Dataset excerpt:
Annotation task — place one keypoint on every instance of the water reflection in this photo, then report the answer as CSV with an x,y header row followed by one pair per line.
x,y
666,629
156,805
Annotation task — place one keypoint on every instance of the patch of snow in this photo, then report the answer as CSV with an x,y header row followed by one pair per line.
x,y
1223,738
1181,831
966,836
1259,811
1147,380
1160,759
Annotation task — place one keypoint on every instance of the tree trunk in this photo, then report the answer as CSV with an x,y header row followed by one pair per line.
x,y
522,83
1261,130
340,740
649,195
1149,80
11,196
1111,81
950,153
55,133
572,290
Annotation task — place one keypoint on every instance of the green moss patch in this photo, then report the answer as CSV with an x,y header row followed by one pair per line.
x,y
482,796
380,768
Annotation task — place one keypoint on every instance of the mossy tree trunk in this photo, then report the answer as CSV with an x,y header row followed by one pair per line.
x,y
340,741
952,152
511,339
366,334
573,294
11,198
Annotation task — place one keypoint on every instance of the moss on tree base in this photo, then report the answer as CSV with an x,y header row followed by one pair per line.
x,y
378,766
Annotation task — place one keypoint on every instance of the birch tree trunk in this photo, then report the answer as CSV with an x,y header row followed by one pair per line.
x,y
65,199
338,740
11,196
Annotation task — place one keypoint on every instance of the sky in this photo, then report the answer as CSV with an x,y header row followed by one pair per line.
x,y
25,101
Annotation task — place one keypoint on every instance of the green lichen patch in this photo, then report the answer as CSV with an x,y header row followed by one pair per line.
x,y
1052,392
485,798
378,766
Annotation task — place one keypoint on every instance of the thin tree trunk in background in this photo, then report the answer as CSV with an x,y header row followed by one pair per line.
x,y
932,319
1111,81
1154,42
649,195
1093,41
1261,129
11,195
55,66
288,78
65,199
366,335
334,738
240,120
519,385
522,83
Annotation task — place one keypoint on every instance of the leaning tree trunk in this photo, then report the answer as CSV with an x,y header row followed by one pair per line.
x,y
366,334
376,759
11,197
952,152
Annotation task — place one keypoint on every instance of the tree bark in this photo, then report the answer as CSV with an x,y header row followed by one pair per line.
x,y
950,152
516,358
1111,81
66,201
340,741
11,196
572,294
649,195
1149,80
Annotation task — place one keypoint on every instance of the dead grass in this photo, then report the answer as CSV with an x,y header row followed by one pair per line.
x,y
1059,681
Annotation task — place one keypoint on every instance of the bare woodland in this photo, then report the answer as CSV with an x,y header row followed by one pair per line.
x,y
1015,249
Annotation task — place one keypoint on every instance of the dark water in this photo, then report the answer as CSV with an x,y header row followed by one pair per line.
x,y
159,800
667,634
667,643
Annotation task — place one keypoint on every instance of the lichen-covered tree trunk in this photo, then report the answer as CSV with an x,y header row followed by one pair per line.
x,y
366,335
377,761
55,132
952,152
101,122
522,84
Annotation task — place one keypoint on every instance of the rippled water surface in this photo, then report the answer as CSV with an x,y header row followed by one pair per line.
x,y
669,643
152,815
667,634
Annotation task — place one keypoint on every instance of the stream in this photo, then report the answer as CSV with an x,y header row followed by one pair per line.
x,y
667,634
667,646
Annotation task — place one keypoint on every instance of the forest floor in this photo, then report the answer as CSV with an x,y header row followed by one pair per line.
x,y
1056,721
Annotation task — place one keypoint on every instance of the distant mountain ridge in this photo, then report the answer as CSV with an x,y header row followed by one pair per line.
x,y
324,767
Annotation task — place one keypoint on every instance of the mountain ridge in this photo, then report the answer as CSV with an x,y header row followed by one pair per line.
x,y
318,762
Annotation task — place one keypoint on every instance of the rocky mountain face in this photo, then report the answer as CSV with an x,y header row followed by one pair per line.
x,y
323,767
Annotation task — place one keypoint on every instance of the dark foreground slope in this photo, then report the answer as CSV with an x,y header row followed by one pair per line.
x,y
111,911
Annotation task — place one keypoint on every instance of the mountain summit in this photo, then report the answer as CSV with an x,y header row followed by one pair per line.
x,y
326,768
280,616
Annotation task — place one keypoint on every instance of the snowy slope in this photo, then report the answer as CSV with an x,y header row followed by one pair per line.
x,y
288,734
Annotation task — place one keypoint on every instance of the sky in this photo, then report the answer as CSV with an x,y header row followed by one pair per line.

### [WORK TO COMPLETE]
Write out again every line in the part of the material that opens with the line containing "the dark foreground" and closes with the last line of the material, shifting each coordinate by adding 35 to it.

### [CORRECT RESPONSE]
Annotation task — place one keypoint on every instance of the dark foreground slope in this photo, then report the answer as CSV with an x,y header row followed by one pair per line.
x,y
146,946
Annotation task — place one keypoint on every instance of the mountain summit in this photo, then report the answer as CSV with an x,y header row followed by one pair per line.
x,y
361,803
315,651
Annotation task — place one keypoint on every instance of the snowy slope in this photo, then report the answer as CSV with an x,y header row followed by one pair per line.
x,y
323,769
Annotation task — place one keypoint on every instance of the sky in this photo, then report the answer as CSV with an x,y header row followed by one pair per line.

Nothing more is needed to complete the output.